::: Records to use :::

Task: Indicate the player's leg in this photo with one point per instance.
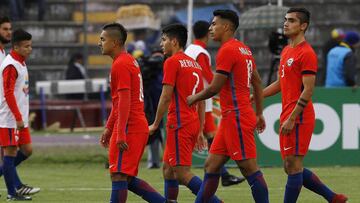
(293, 166)
(255, 179)
(313, 183)
(9, 142)
(119, 187)
(208, 188)
(24, 152)
(171, 186)
(131, 159)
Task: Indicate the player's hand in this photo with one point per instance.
(20, 125)
(201, 143)
(287, 126)
(260, 123)
(190, 100)
(122, 145)
(252, 99)
(105, 138)
(152, 129)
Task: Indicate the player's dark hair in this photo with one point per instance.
(201, 29)
(20, 35)
(177, 31)
(117, 30)
(229, 15)
(302, 13)
(4, 19)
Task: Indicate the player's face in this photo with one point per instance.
(166, 45)
(292, 25)
(106, 43)
(216, 28)
(5, 33)
(24, 48)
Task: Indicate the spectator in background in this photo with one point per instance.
(341, 67)
(151, 69)
(76, 70)
(17, 9)
(337, 35)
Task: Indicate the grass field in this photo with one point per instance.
(77, 175)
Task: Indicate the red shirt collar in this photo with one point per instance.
(17, 57)
(200, 43)
(117, 56)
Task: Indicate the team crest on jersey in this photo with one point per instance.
(290, 61)
(26, 85)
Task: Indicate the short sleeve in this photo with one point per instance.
(309, 63)
(123, 75)
(170, 71)
(225, 60)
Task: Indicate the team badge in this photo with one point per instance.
(290, 61)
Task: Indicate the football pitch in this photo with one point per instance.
(70, 176)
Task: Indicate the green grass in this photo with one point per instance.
(89, 182)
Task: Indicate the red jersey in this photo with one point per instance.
(235, 60)
(294, 63)
(184, 74)
(125, 74)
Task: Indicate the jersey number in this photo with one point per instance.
(196, 84)
(141, 96)
(249, 65)
(282, 71)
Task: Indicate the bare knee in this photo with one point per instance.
(293, 165)
(26, 149)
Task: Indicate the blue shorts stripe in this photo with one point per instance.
(297, 139)
(10, 135)
(177, 128)
(120, 160)
(237, 112)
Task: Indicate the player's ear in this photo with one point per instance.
(304, 26)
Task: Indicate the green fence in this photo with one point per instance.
(336, 137)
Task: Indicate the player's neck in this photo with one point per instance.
(295, 40)
(176, 50)
(117, 52)
(226, 37)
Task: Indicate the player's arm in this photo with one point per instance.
(309, 85)
(123, 116)
(272, 89)
(204, 62)
(201, 143)
(9, 76)
(258, 96)
(214, 88)
(163, 105)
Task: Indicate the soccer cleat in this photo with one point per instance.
(228, 180)
(27, 190)
(18, 197)
(339, 198)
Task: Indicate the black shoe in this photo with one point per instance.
(228, 180)
(27, 190)
(154, 166)
(18, 198)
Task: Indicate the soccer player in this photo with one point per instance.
(182, 77)
(126, 131)
(198, 52)
(235, 74)
(296, 82)
(14, 114)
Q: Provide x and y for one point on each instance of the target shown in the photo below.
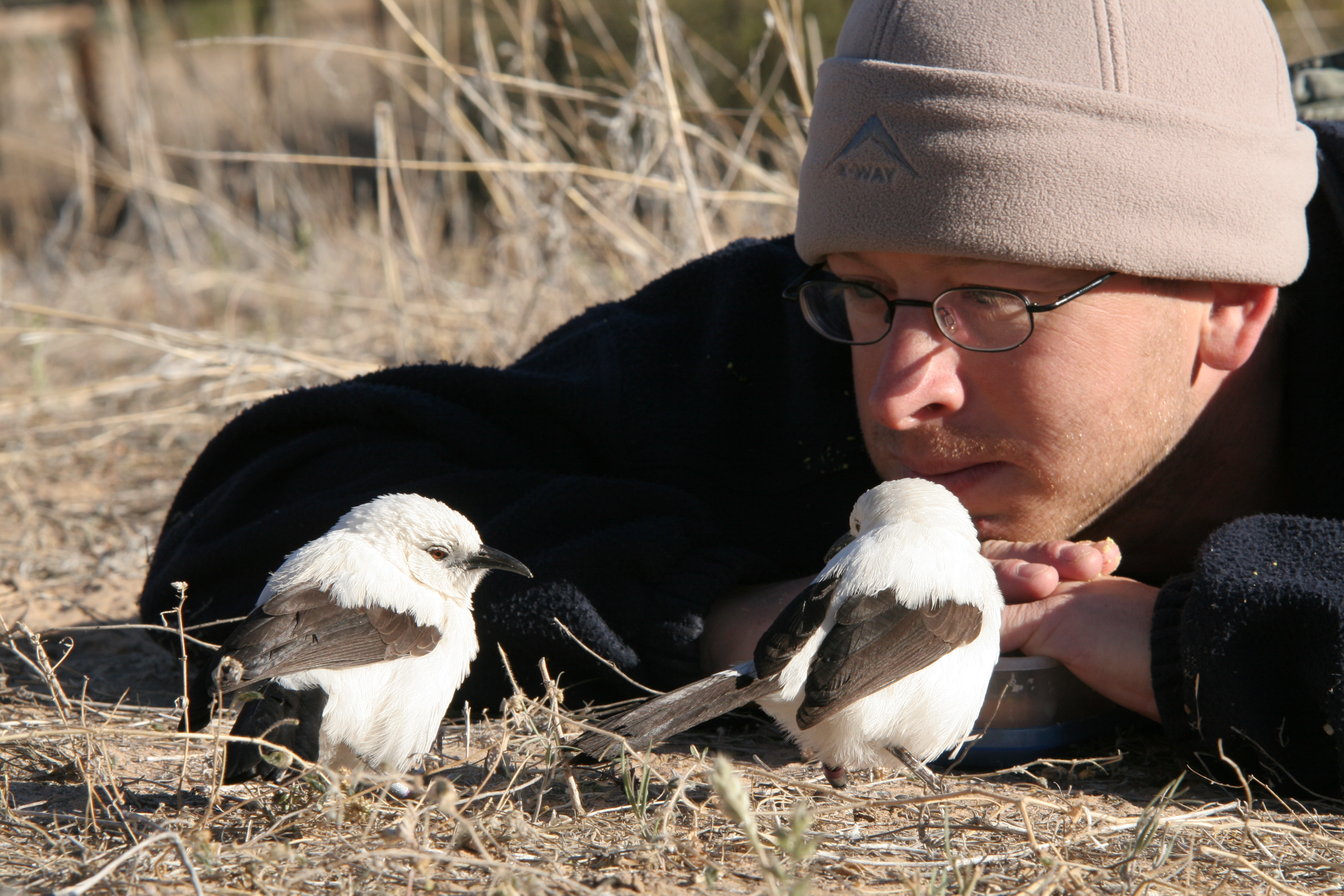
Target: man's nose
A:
(920, 379)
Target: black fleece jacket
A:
(654, 453)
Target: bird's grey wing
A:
(794, 626)
(304, 629)
(878, 640)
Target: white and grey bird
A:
(362, 634)
(886, 653)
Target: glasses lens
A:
(983, 319)
(845, 312)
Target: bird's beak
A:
(492, 559)
(842, 543)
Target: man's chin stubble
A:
(1038, 508)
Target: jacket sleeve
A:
(1249, 655)
(592, 460)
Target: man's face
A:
(1037, 442)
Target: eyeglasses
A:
(982, 319)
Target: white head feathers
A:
(376, 547)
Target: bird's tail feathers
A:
(273, 718)
(678, 711)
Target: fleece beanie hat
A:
(1152, 137)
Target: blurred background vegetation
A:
(209, 202)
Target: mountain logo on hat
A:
(848, 163)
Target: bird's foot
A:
(920, 770)
(837, 777)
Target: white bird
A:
(362, 634)
(888, 652)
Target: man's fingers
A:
(1021, 581)
(1073, 561)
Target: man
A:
(1042, 248)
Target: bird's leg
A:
(918, 769)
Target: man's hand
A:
(1031, 572)
(1099, 629)
(1065, 604)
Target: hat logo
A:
(880, 173)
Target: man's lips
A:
(957, 480)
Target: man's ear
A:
(1235, 323)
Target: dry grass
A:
(101, 794)
(242, 217)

:::

== Work instruction ==
Would you copy the records word for word, without any of their pictures?

== The answer ==
Task: Indicate the player's leg in this photo with one point per instance.
(293, 166)
(255, 179)
(313, 183)
(9, 142)
(119, 187)
(208, 188)
(24, 152)
(171, 186)
(131, 159)
Task: Indicate the player's hand in this photo with one point per instance.
(20, 125)
(201, 143)
(287, 126)
(260, 123)
(190, 100)
(122, 145)
(252, 99)
(105, 138)
(152, 129)
Task: Indicate the player's dark hair in this photo with one point per instance.
(201, 29)
(20, 35)
(177, 31)
(117, 30)
(229, 15)
(302, 13)
(4, 19)
Task: Indicate the player's face in this photo with one point per instance.
(166, 45)
(292, 25)
(106, 43)
(216, 28)
(5, 33)
(24, 48)
Task: Indicate the spectator in background in this photo with one point per instance.
(341, 67)
(151, 69)
(76, 70)
(17, 9)
(337, 35)
Task: Indicate the grass field in this photo with one point per instance.
(77, 175)
Task: Indicate the red shirt collar in this photo with one point per instance.
(17, 57)
(200, 43)
(117, 56)
Task: Indicate the team crest on jersey in this photo with one point per instance.
(290, 61)
(26, 85)
Task: Indicate the short sleeve in this photo with one point per instance.
(309, 63)
(123, 75)
(170, 71)
(225, 60)
Task: Indicate the team badge in this photo with one point per instance.
(290, 61)
Task: Indicate the football pitch in this photo with one point per instance.
(70, 176)
Task: Indicate the green grass in this photo with one point per instance.
(89, 182)
Task: Indicate the red jersey in this photo with one point per instance.
(235, 60)
(294, 63)
(184, 74)
(125, 74)
Task: Indicate the jersey number in this photo with one point per instance.
(196, 84)
(141, 96)
(249, 65)
(282, 71)
Task: Indicate the bare knee in this photo with one point per instance.
(293, 165)
(26, 149)
Task: Indicate the blue shorts stripe in this photo with one point per instance.
(297, 139)
(10, 135)
(177, 128)
(120, 160)
(237, 112)
Task: Indicate the player's ear in this photo with one point per instance.
(304, 26)
Task: Indicate the green fence in this photo with one point per instance.
(336, 137)
Task: Indicate the player's neck in this photo with one point per instance.
(295, 40)
(176, 50)
(117, 52)
(226, 37)
Task: Indicate the player's arm in this photo with one point per instance.
(309, 85)
(123, 116)
(272, 89)
(204, 62)
(201, 143)
(9, 76)
(258, 96)
(214, 88)
(163, 105)
Task: Indicate the soccer cleat in this photo with one point per instance.
(228, 180)
(27, 190)
(18, 197)
(339, 198)
Task: Indicate the black shoe in this photo with one point per instance.
(228, 180)
(27, 190)
(154, 166)
(18, 198)
Task: Indicate the soccer player in this photo with one point per instance.
(182, 77)
(126, 131)
(198, 52)
(235, 74)
(296, 82)
(14, 114)
Q: Provide x and y for one point on each instance of the target shown in the photo below.
Target: man's nose
A:
(920, 379)
Target: black fleece jacket
A:
(654, 453)
Target: bird's grey wing
A:
(794, 626)
(304, 629)
(878, 640)
Target: white and grey bird
A:
(362, 634)
(886, 653)
Target: glasses lens
A:
(983, 319)
(845, 312)
Target: bird's beak
A:
(492, 559)
(842, 543)
Target: man's chin stubble
A:
(1038, 508)
Target: jacket sleeve
A:
(1249, 655)
(592, 460)
Target: man's face
A:
(1037, 442)
Target: eyeglasses
A:
(982, 319)
Target: white head feathers
A:
(376, 547)
Target: bird's tail feathers
A:
(273, 718)
(678, 711)
Target: fleece beanie hat
A:
(1152, 137)
Target: blurred background vegetation
A:
(209, 202)
Target: mountain logo on hat
A:
(848, 163)
Target: bird's foot
A:
(920, 770)
(837, 777)
Target: white bird
A:
(362, 634)
(888, 652)
Target: man's fingers
A:
(1021, 581)
(1073, 561)
Target: man
A:
(1042, 248)
Target: bird's leg
A:
(918, 769)
Target: man's hand
A:
(1031, 572)
(1099, 629)
(1065, 604)
Target: hat logo
A:
(880, 173)
Target: man's lips
A:
(957, 480)
Target: man's ear
A:
(1235, 323)
Target: dry grass
A:
(101, 794)
(242, 217)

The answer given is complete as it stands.